• _BRIEF_: Reproduce the lines verbatim, beginning at the start of the entries and continuing through the line that contains "Within each instance, areas", with that final line included.

• _STORED RECORDS_:
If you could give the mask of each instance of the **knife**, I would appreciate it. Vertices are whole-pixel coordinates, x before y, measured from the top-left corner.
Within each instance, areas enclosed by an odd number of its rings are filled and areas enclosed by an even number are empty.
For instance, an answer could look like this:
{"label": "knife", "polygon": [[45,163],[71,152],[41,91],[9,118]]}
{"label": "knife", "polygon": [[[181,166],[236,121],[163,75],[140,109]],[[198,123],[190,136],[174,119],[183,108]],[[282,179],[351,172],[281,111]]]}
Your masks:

• _FULL RESPONSE_:
If you could give the mask of each instance of the **knife**, I would appreciate it. Vertices are whole-pixel coordinates, x before y, measured from the top-left corner.
Within each instance, areas enclosed by an odd number of its rings are filled and areas enclosed by an even number are empty.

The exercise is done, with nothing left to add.